Can you change every "Target" in the data below to "Object" and give all the lines again with nothing else altered?

———

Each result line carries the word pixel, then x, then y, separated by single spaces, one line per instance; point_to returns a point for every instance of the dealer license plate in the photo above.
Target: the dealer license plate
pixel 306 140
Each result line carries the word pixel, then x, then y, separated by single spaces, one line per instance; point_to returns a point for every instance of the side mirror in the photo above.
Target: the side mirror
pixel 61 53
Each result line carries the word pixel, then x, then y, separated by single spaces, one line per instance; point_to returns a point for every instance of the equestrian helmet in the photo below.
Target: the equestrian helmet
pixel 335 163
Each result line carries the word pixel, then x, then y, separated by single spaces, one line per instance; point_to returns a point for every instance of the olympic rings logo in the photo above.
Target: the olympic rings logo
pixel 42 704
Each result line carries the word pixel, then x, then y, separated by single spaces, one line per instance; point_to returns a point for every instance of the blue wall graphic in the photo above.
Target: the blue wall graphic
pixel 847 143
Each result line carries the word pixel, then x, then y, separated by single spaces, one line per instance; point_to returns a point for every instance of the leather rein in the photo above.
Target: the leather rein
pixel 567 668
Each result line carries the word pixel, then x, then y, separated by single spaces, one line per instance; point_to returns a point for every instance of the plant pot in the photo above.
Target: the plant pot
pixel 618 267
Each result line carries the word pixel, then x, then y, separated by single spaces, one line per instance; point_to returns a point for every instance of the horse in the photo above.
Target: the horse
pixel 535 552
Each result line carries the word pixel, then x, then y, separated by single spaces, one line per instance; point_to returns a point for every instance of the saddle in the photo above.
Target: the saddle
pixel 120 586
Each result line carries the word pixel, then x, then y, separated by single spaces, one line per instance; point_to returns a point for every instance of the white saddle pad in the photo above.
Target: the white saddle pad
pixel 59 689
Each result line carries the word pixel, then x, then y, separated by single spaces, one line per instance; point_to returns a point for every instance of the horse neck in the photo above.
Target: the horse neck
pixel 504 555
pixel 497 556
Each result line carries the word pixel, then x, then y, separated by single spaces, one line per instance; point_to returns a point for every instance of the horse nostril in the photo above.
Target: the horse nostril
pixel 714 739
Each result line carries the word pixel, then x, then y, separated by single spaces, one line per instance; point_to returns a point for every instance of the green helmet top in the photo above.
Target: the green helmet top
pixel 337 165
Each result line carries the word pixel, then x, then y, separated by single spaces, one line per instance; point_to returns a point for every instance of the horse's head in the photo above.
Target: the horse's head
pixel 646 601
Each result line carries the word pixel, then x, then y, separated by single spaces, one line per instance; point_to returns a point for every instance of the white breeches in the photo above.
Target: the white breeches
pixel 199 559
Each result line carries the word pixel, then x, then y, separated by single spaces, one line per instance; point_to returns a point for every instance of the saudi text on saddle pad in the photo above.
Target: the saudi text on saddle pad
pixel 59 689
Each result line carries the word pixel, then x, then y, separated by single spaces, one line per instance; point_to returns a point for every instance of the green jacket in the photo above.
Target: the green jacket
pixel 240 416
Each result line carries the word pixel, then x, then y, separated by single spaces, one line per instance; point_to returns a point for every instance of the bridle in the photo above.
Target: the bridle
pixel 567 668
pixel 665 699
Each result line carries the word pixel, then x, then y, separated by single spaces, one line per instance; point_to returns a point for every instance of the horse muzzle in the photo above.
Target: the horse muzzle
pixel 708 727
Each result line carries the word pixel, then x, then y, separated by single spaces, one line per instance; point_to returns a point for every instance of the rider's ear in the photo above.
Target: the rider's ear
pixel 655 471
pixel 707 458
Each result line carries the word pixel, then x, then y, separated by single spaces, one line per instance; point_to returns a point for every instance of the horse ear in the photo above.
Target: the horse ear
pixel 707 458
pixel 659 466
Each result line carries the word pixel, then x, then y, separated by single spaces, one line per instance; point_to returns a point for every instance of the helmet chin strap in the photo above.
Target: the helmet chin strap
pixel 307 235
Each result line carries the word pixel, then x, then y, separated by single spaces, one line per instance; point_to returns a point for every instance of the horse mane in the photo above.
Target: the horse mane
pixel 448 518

———

◆ Solution:
Each result line carries the word pixel, then x, then y, separated by single spaces, one line per instance; point_to returns a point for every instance of the dealer license plate in the photo above.
Object: the dealer license plate
pixel 306 140
Each result line carries the word pixel, then x, then y, separated by single spaces, one line per instance; point_to returns a point for every instance of the side mirror in the photo above.
Object: the side mirror
pixel 61 53
Each result line carries the word pixel, then x, then y, separated by single spaces, one line per instance; point_to returns a point for every instance of the equestrian helmet in the photo below.
Object: the equestrian helmet
pixel 335 163
Each result line carries the word pixel, then x, then y, separated by single spaces, one line per instance; point_to returns a point for every instance of the olympic rings logo in the photo above.
Object: the olympic rings logo
pixel 42 704
Each result line carries the word pixel, then x, then y, separated by single spaces, one line per instance; point_to returns a point for every instance of the blue wall graphic in the photo above.
Object: the blue wall graphic
pixel 847 143
Each result line carries the word pixel, then x, then y, separated by single spaces, one line per instance; point_to returns a point for every instance of the leather rein in the photo above.
Object: the leather rein
pixel 567 668
Each result line carries the word pixel, then x, then y, separated by single spaces, one line per instance; point_to returns a point for every instance of the plant pot in the photo above.
Object: the plant pot
pixel 618 267
Each result line carries the word pixel, then x, then y, separated by single spaces, one line per instance; point_to returns a point for every instance of the horse in the photo above.
Object: the horse
pixel 535 552
Each result line carries the word pixel, then x, then y, separated by single spaces, one line per instance; point_to returns a point for every instance of the saddle in the photo above.
Object: the saddle
pixel 120 586
Each result line carries the word pixel, then x, then y, separated by single spaces, one line per instance; point_to returns a point for every instance of the white saddle pad in the photo above.
Object: the white saddle pad
pixel 59 689
Each result line carries the word pixel, then x, then y, separated by single spaces, one line per instance; point_to returns a point for every instance of the horse neck in the photo above.
Object: the horse neck
pixel 504 555
pixel 497 556
Each result line carries the word pixel, then x, then y, separated by single spaces, one line per instance; point_to returns a point for every instance of the horse nostril in the photo above.
Object: the horse nostril
pixel 714 739
Each result line carries the word pixel, then x, then y, separated by single spaces, one line per instance; point_to returns a point for every instance of the green helmet top in the photo above.
Object: the green helmet top
pixel 337 165
Each result line carries the word pixel, then x, then y, separated by single spaces, one line per instance; point_to returns a point for every instance of the horse's head in the photo above.
Object: the horse's head
pixel 646 601
Each result line carries the word pixel, then x, then y, separated by single spaces, one line per instance; point_to returns a point for every instance of the white breeches in the photo above.
Object: the white breeches
pixel 199 559
Each result line carries the word pixel, then x, then y, separated by single spaces, one line per instance; point_to returns a point for every instance of the saudi text on saddle pad in the photo above.
Object: the saudi text on saddle pad
pixel 59 689
Each result line carries the word pixel, then x, then y, separated by single spaces, one line per instance; point_to returns a point for every instance of the green jacket in the photo above.
Object: the green jacket
pixel 240 416
Each result line carries the word pixel, then x, then y, separated by single spaces, one line per instance; point_to returns a point for every instance of the bridle in the photo above.
Object: the bridle
pixel 567 668
pixel 665 699
Each result line carries the word pixel, then x, then y, separated by single spaces, one line per instance; point_to returns a point for every instance of the horse muzzle in the photo above.
Object: the horse muzzle
pixel 708 727
Each result line carries the word pixel, then x, then y, separated by single spaces, one line per instance; point_to returns a point for every instance of the rider's ear in the photo above.
Object: the rider's ear
pixel 655 471
pixel 707 458
Each result line carries the word pixel, then x, then y, separated by single spaces, one line per instance; point_to returns a point for every instance of the horse ear in the photo above.
Object: the horse ear
pixel 707 458
pixel 659 466
Each result line carries the word pixel, then x, then y, separated by single spaces, one line per instance; point_to returns a point for every instance of the helmet chin strap in the photo above.
Object: the helmet chin strap
pixel 307 235
Each result line carries the word pixel, then x, then y, separated by single spaces, one line per instance; point_to returns a point for every instance of the horse mane in the photo above.
Object: the horse mane
pixel 448 518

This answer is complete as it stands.